Design of a hearing loop system in CMOS18 technology

Application description

The presentation A hearing loop system in CMOS18 technology shows the application and the high level requirements of the complete hearing aid system.

Hearing loop receive coil amplifier A1

The hearing loop sub system converts the magnetic field of a current-driven loop antenna into an audio signal. Hearing aid devices automatically switch from microphone reception to the hearing loop reception if correlation betweeen the signal at the output of the amplifier A1 and the output of the microphone is sufficently large.

Hence, the gain and the frequency characteristics of A1 should be such that its output signal corresponds with that of the microphone.

ADC driver A2

The ADC driver amplifier A2 drives the 10 pF input capacitance of the ADC to a level of 0.9 Vpp at 110 dB SPL audio input.

Loudspeaker driver A3

Amplifier A3 drives the loudspeaker that must produce 110 dBSPL when driven from a peak-peak voltage equal to the fully charged battery voltage.

Design excercise 4

Show stopper value for the integrated noise at the output of the receive coil amplifier

The signal at the output of the integrating voltage amplifier A1, closely approximates that of the microphone. The input referred noise level of the hearing loop system must be at least 30 dBSPL. This is about 5 dB more than that of the microphone. Hence, the integrated noise at the output of A1 can be equivalent to maximally 30 dBSPL at the microphone input.

30 dBSPL sound level at the input of the microphone corresponds with \(20 \times 10^{-6} \times 10^{\frac{30-34.5}{20}} = 11.9 \mu V_{RMS}\).

\(g_m\) and \(c_{iss}\) of an input stage NMOS

The source impedance of amplifier A1 consists of the parallel connection of the hearing loop receive coil and a damping resistor of 10 k:math:Omega. The hearing loop receiver has an integrating characteristic; its idealized gain has been determined as \(\frac{62.8\times 10^3}{s}\). The figure below shows the model of an idealized voltage integrator with equaivalent noise sources of a MOS transistor.

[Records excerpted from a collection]
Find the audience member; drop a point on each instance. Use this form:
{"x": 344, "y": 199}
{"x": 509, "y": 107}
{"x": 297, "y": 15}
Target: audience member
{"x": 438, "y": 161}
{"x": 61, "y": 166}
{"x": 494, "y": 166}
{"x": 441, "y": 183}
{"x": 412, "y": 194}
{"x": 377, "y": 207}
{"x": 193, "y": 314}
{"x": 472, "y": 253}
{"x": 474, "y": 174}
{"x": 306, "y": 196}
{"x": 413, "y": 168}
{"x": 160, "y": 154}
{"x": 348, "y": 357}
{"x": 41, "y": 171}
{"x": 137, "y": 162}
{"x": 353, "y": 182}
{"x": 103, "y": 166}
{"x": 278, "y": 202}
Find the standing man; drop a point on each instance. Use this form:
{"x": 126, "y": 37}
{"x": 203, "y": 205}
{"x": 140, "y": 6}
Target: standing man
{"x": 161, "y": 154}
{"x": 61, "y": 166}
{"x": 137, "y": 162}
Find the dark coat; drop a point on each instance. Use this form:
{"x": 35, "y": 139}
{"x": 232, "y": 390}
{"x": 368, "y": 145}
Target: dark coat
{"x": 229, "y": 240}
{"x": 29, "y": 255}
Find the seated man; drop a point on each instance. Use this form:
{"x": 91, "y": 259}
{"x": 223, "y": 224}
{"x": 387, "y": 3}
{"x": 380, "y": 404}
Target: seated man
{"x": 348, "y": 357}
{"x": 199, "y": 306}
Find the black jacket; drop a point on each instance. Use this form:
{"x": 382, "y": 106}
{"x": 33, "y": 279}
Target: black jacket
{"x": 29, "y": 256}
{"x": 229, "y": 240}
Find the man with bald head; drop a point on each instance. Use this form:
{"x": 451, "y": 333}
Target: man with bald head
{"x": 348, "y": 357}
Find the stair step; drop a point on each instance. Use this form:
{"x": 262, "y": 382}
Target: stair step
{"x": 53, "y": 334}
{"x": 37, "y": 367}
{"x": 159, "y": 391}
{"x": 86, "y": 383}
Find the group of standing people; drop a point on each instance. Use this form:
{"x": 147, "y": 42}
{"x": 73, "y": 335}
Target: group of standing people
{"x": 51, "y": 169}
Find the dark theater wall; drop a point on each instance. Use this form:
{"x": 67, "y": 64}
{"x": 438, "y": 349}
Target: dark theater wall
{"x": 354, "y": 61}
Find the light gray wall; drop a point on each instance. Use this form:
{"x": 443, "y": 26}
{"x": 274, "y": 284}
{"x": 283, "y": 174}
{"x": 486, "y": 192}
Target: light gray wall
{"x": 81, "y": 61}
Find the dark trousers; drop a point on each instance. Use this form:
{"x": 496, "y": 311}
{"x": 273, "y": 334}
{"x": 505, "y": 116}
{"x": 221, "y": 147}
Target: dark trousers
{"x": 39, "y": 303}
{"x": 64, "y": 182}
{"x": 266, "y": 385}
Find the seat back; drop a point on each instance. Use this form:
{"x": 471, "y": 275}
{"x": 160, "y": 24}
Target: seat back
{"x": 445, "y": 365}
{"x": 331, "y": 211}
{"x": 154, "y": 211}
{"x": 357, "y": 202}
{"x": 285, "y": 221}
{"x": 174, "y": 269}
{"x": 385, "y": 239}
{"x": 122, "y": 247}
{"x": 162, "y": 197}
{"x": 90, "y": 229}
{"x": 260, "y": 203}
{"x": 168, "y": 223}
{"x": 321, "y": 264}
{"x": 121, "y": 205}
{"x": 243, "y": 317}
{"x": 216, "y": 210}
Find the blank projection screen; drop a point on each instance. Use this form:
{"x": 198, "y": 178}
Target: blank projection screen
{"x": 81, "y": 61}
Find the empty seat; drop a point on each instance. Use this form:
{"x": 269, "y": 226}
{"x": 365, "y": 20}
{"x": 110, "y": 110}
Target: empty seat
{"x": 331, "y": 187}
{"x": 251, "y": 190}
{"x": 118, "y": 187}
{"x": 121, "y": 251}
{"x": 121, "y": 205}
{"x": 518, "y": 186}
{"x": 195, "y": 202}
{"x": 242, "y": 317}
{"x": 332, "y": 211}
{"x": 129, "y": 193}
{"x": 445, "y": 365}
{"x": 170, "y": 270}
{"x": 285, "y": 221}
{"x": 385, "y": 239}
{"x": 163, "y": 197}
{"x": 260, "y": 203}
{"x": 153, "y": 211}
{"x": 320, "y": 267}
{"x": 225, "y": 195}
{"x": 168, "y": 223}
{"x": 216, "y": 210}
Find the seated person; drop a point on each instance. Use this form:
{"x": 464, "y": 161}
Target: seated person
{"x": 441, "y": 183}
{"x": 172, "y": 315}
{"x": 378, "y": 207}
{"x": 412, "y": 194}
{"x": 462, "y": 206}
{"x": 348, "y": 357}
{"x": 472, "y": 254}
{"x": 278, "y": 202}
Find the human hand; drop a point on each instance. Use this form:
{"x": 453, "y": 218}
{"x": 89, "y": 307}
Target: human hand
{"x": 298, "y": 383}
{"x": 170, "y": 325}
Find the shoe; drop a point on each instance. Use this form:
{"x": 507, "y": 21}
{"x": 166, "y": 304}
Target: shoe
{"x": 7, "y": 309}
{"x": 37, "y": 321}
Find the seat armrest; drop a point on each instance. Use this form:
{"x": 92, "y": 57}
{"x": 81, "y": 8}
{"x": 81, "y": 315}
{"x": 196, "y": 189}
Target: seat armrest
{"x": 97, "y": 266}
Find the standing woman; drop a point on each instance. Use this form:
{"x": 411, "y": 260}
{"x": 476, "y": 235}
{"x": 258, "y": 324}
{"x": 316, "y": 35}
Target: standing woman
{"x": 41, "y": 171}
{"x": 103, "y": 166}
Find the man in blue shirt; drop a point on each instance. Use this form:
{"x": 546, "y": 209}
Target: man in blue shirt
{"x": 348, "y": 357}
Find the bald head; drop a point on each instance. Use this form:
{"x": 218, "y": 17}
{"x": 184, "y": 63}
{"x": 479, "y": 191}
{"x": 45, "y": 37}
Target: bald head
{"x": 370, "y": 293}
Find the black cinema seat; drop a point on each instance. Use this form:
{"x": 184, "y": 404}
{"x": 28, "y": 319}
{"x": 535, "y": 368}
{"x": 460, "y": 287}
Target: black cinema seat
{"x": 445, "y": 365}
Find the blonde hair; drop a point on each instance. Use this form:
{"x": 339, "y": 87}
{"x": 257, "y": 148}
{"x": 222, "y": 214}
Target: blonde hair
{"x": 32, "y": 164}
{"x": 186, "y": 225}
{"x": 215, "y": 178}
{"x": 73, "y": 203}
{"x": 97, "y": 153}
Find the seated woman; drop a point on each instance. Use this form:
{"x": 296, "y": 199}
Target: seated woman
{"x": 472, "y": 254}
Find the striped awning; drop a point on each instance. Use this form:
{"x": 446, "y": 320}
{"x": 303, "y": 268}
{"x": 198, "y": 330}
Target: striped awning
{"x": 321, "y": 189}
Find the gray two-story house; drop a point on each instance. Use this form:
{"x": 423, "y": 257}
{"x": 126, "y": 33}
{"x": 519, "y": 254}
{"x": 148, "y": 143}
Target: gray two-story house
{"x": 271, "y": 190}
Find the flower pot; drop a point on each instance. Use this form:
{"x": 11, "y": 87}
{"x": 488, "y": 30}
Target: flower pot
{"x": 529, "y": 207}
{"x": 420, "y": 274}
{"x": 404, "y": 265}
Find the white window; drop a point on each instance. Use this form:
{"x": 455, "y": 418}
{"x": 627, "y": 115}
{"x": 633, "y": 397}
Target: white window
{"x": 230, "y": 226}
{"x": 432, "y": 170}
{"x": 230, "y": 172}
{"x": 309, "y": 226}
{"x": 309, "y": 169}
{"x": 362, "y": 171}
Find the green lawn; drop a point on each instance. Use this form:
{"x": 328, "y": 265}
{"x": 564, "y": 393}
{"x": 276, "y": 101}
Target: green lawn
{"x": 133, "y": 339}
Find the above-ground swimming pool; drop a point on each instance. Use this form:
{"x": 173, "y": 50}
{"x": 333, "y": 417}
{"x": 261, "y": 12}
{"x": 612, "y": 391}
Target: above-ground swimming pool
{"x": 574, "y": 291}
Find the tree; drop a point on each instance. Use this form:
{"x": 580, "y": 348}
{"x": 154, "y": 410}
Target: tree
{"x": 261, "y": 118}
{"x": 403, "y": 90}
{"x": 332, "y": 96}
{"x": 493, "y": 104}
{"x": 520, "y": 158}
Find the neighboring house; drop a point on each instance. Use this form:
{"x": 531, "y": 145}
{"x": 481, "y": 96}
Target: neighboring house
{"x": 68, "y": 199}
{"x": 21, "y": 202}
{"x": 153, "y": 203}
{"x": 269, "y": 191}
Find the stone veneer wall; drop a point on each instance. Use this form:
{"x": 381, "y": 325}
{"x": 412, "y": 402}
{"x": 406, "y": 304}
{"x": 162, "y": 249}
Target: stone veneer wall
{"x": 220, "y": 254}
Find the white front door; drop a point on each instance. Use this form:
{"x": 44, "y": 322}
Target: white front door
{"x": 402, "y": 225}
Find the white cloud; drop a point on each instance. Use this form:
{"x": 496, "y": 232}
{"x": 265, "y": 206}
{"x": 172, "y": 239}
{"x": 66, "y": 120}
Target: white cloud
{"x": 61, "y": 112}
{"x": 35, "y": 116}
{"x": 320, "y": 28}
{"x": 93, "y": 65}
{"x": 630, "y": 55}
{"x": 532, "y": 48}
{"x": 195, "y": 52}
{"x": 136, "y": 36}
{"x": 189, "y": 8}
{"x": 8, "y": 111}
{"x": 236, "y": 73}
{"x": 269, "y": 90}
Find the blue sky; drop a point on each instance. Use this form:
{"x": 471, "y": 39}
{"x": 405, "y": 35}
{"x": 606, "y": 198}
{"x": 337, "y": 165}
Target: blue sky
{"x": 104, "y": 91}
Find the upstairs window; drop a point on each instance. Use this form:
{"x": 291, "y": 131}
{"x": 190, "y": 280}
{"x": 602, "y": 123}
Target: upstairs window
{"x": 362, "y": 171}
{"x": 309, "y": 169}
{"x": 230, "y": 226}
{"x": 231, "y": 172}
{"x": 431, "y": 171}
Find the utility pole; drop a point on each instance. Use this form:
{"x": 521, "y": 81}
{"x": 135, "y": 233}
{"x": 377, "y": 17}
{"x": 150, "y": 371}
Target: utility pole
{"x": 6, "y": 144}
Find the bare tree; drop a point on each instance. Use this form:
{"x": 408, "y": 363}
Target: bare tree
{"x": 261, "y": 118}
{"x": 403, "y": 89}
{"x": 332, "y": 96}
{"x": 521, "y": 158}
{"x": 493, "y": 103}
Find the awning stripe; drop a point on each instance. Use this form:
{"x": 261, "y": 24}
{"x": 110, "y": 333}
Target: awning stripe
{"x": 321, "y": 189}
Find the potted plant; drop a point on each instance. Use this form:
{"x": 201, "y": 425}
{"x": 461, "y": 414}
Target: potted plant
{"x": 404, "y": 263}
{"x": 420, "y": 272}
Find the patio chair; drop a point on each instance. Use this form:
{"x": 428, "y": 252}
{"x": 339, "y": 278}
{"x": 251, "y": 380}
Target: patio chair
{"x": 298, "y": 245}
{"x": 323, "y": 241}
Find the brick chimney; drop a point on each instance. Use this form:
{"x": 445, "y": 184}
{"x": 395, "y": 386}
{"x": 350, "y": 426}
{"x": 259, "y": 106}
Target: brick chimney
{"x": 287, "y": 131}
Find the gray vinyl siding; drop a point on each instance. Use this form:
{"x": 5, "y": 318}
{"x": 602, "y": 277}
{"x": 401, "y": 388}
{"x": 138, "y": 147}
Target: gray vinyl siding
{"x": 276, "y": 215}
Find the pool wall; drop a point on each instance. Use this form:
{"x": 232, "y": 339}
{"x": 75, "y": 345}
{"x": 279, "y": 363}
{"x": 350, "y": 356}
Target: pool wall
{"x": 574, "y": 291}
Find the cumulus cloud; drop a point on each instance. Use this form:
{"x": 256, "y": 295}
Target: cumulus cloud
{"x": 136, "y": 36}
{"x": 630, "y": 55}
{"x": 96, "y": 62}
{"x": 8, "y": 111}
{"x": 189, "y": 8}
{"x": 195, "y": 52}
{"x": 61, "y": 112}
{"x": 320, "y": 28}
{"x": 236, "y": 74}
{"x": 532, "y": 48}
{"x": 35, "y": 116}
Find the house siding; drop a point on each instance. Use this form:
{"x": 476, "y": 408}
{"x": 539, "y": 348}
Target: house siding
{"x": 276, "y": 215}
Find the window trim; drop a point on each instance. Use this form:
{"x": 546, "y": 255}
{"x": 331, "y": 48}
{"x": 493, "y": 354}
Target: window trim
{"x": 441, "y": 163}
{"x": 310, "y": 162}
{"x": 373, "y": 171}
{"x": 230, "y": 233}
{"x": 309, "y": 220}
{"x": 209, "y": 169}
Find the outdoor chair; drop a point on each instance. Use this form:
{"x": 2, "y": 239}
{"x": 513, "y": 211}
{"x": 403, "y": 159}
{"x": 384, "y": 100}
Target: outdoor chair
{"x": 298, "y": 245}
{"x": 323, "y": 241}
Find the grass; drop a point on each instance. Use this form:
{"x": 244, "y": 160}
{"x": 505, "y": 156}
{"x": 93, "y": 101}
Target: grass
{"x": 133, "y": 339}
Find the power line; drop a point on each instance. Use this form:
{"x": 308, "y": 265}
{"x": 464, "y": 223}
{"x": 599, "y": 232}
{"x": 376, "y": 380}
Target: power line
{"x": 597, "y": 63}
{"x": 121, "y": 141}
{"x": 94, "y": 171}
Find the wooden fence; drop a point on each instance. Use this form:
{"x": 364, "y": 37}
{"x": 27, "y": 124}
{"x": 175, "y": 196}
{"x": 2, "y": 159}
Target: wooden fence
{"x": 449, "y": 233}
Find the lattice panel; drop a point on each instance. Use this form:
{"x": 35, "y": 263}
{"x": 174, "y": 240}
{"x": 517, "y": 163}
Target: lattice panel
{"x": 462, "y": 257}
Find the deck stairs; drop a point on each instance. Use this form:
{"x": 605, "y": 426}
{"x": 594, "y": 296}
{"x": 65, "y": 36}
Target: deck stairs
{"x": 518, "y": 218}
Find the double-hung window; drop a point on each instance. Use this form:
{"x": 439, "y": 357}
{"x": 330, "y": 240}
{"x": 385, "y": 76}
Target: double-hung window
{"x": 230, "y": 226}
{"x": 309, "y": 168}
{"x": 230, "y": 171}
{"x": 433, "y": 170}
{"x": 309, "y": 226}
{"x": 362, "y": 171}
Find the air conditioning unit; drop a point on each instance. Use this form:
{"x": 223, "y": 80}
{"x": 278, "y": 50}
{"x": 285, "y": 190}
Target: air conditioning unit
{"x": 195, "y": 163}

WHAT TO WORK ON:
A: Rewrite the hearing loop design text starting at "Amplifier A3 drives" and ending at "the microphone input.", with "battery" changed to "supply".
B: According to the hearing loop design text, what input capacitance does the ADC driver amplifier A2 drive?
The listing has no connection to the hearing loop design text.

ANSWERS GIVEN:
A:
Amplifier A3 drives the loudspeaker that must produce 110 dBSPL when driven from a peak-peak voltage equal to the fully charged supply voltage.

Design excercise 4

Show stopper value for the integrated noise at the output of the receive coil amplifier

The signal at the output of the integrating voltage amplifier A1, closely approximates that of the microphone. The input referred noise level of the hearing loop system must be at least 30 dBSPL. This is about 5 dB more than that of the microphone. Hence, the integrated noise at the output of A1 can be equivalent to maximally 30 dBSPL at the microphone input.

B: The 10 pF input capacitance of the ADC.